Material zur Übung ▸
_ _ _ _

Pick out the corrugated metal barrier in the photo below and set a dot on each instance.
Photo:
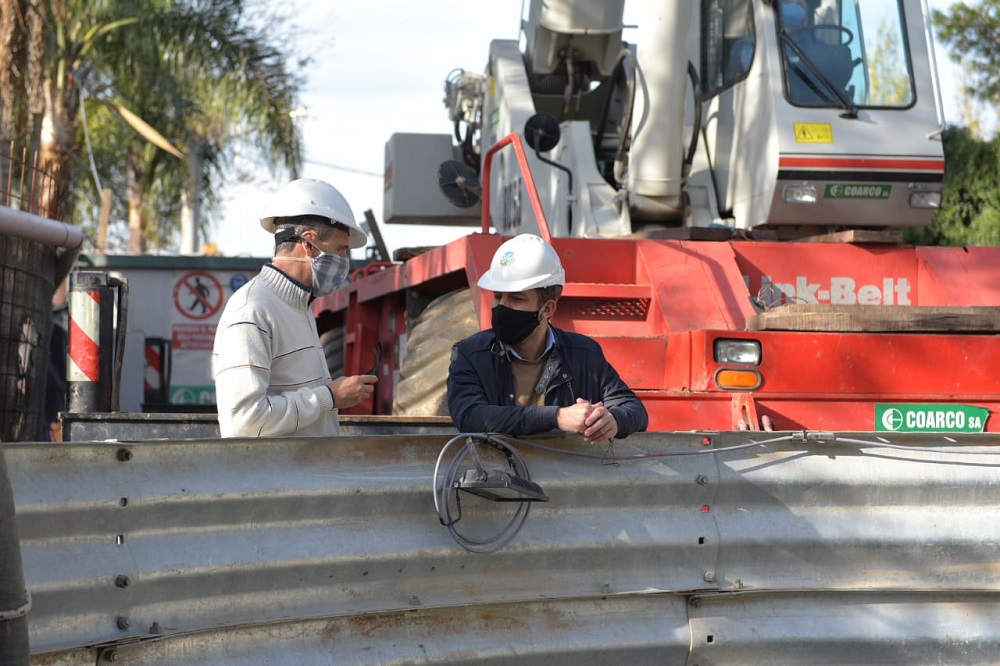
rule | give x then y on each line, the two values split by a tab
329	551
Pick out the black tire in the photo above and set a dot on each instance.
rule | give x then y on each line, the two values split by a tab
421	389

_ _ _ _

Aufgabenstellung ▸ Übernehmen Sie sämtliche obigen Datensätze Zeile für Zeile ohne jede Abweichung, die Bilder jedoch nicht.

Vollständige Antwort ▸
Pick out the corrugated metal barrier in the photo below and set a dot on each instance.
Photo:
rule | give x then y on each line, the two values split by a tab
329	551
Pick out the black tire in the photo above and set a dot on each instance.
rule | give x then y on each line, the two values split by a tab
421	389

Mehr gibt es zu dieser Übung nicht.